STATED PROBLEM 1 - Reproduce the records verbatim, beginning at the line containing "drop a dot on every instance of the antenna" and continuing through the final line of the records.

TEXT PROVIDED -
══════════════════════════════

In the case of the Company:
Sun River Energy, Inc.
Attention: Xxxxxx Xxxxx
c/o 0000 Xxxxxxx Xxxx
Xxxxxx, Xxxxxxxx 00000
Ph: 303-422-8127
Fx: 000-000-0000
In the case of Consultant:
Xxx Xxxxxxx
0000 Xxxxx Xx, # 000
Xxxxxx, Xxxxxxxx 00000
Ph. 303 534-1574
Fx. _______________
E-mail: ___________________
(i) Indemnification. Company agrees to indemnify and hold harmless Consultant
from any and all claims, actions, liabilities, costs, expenses, including
attorney fees arising from claims made against Consultant in connection with
Company's possession or use of advice, guidance, materials, information, data or
other services provided by Consultant under this Agreement.
(j) Conflicts of Interest. Company acknowledges that Consultant is
engaged in the business of providing petroleum consulting for other oil and gas
companies within the United State and Canada. In the event Consultant is
requested by Company to provide advice and guidance on or about geographical
areas that may create a potential conflict of interest between Consultant's
other business matters and the Company's operations, Consultant shall not be
required by Company to render advice and guidance on such an area. Company and
Consultant shall use their best efforts to notify each other of any potential
conflicts of interests. In any event, Consultant's general knowledge that
Company plans to engage, or is actively engaging, in oil and gas exploration
within an area shall in no way preclude Consultant, or Consultant's business
entities, from performing land services or consulting for other oil and gas
companies within the same area.
IN WITNESS WHEREOF, the parties have executed this Agreement
as of the October 21, 2009.
"The Company" "Consultant"

══════════════════════════════

(Object position labeling entries)
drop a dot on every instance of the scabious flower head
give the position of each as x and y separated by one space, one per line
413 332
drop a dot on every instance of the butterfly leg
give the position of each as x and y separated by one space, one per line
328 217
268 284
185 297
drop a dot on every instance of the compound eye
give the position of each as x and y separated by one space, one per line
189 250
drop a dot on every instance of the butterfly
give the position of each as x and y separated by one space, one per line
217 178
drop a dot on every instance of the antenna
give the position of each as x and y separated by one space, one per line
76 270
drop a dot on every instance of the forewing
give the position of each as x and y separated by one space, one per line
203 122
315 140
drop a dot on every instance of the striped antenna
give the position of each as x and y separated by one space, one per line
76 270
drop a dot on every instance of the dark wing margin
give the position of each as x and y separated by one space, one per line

══════════════════════════════

STATED PROBLEM 2 - According to the consulting agreement excerpt, why may the Company not require the Consultant to give advice on certain geographical areas?

WORKED ANSWER 1 -
drop a dot on every instance of the antenna
give the position of each as x and y separated by one space, one per line
76 270
drop a dot on every instance of the forewing
give the position of each as x and y separated by one space, one per line
203 122
315 140
drop a dot on every instance of the striped antenna
give the position of each as x and y separated by one space, one per line
76 270
drop a dot on every instance of the dark wing margin
give the position of each as x and y separated by one space, one per line

WORKED ANSWER 2 - The Consultant provides petroleum consulting for other oil and gas companies in the United States and Canada. Advice on certain areas could therefore create a potential conflict of interest between the Consultant's other business matters and the Company's operations.